[Start of Extract]

Browsers and servers use TCP/IP to connect to the Internet. A browser uses TCP/IP to access a server. A server uses TCP/IP to send HTML back to a browser.
The Internet protocol suite is the set of communications protocols used for the Internet and similar networks, and generally the most popular protocol stack for wide area networks. It is commonly known as TCP/IP, because of its most important protocols: Transmission Control Protocol (TCP) and Internet Protocol (IP), which were the first networking protocols defined in this standard. It is occasionally known as the DoD model due to the foundational influence of the ARPANET in the 1970s (operated by DARPA, an agency of the United States Department of Defense).
TCP/IP provides end-to-end connectivity specifying how data should be formatted, addressed, transmitted, routed and received at the destination. It has four abstraction layers, each with its own protocols. From lowest to highest, the layers are:
The link layer (commonly Ethernet) contains communication technologies for a local network.
The internet layer (IP) connects local networks, thus establishing internetworking.
The transport layer (TCP) handles host-to-host communication.
The application layer (for example HTTP) contains all protocols for specific data communications services on a process-to-process level (for example how a web browser communicates with a web server).
The TCP/IP model and related protocols are maintained by the Internet Engineering Task Force (IETF).

[End of Extract]

> Exercise instructions:
A – Quote the TCP/IP text between "The Internet protocol" and "a local network.", inclusive.
B – In the TCP/IP text, which organization maintains the TCP/IP model and related protocols?

[Start of Data supplied]

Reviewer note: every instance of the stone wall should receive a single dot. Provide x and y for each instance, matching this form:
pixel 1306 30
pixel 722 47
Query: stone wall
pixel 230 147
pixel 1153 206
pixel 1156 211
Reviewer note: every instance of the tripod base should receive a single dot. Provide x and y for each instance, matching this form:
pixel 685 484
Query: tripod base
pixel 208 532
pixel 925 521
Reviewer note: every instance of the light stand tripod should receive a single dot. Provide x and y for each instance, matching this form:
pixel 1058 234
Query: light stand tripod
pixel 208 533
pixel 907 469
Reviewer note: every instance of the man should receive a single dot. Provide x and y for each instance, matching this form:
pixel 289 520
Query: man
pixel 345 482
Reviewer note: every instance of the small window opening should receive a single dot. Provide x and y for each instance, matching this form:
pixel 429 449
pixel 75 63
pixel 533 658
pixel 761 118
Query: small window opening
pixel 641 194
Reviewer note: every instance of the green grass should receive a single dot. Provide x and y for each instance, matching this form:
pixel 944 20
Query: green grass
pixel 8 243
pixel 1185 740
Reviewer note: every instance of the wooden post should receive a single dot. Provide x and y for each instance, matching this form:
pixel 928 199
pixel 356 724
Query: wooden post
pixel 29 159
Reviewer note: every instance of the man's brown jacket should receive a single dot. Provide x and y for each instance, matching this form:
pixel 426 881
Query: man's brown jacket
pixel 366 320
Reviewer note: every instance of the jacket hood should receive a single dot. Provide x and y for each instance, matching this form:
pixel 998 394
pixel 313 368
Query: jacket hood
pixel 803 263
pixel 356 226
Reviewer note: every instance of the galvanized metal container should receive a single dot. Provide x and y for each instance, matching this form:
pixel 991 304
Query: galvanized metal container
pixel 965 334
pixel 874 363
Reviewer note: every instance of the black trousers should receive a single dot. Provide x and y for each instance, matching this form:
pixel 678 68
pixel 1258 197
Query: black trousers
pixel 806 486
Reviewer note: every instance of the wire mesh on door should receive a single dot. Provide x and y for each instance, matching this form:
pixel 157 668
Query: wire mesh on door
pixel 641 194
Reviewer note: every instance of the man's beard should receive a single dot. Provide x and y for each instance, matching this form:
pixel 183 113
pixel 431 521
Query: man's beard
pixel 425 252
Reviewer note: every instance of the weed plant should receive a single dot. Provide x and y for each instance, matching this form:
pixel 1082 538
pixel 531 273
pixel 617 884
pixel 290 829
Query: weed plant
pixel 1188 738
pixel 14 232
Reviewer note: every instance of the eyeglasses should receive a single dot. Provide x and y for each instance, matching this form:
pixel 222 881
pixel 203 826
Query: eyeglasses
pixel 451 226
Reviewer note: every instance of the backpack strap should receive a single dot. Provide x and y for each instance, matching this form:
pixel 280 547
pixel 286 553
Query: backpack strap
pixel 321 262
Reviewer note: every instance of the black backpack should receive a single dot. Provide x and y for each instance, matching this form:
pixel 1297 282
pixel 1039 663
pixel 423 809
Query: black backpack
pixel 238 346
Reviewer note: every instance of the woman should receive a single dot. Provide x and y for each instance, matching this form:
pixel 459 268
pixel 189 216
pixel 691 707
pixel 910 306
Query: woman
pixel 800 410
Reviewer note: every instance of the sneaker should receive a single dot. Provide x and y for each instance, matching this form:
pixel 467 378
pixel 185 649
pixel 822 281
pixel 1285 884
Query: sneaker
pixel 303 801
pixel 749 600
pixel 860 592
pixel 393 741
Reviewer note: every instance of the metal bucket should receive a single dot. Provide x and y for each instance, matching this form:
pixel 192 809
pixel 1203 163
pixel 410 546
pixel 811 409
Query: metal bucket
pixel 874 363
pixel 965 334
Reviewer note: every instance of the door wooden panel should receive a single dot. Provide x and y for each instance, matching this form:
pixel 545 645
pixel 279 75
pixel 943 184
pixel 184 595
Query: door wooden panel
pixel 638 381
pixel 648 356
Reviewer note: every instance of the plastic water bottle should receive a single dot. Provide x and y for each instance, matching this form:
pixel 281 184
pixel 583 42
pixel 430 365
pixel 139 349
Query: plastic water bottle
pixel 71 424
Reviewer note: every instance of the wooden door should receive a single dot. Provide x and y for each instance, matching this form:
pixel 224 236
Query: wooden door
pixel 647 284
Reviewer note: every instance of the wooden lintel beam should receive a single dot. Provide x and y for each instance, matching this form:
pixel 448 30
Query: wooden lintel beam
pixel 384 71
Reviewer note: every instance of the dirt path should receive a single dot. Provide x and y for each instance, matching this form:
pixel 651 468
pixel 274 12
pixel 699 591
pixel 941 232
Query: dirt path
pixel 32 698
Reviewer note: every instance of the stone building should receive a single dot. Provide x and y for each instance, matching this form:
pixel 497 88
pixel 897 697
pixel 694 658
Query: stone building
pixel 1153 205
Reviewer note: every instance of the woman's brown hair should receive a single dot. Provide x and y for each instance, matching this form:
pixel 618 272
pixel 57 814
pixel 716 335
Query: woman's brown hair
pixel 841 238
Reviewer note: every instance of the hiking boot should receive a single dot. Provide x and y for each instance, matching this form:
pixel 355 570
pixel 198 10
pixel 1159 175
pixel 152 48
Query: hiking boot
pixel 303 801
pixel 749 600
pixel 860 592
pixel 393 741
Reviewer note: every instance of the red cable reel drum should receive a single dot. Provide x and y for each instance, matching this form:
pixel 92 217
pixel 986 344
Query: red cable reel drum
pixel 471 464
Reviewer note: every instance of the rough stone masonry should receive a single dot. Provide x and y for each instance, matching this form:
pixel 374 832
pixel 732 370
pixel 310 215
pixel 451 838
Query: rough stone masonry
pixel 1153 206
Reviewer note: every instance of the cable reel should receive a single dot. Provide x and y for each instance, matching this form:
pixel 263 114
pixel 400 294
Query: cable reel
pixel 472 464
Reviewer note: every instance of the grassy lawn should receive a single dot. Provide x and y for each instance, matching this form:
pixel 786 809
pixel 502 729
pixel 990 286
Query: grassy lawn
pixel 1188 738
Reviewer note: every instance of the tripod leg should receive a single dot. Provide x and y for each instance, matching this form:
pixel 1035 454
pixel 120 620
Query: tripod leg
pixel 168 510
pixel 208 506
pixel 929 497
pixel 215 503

[End of Data supplied]

> The solutions:
A –
The Internet protocol suite is the set of communications protocols used for the Internet and similar networks, and generally the most popular protocol stack for wide area networks. It is commonly known as TCP/IP, because of its most important protocols: Transmission Control Protocol (TCP) and Internet Protocol (IP), which were the first networking protocols defined in this standard. It is occasionally known as the DoD model due to the foundational influence of the ARPANET in the 1970s (operated by DARPA, an agency of the United States Department of Defense).
TCP/IP provides end-to-end connectivity specifying how data should be formatted, addressed, transmitted, routed and received at the destination. It has four abstraction layers, each with its own protocols. From lowest to highest, the layers are:
The link layer (commonly Ethernet) contains communication technologies for a local network.

B – The Internet Engineering Task Force (IETF).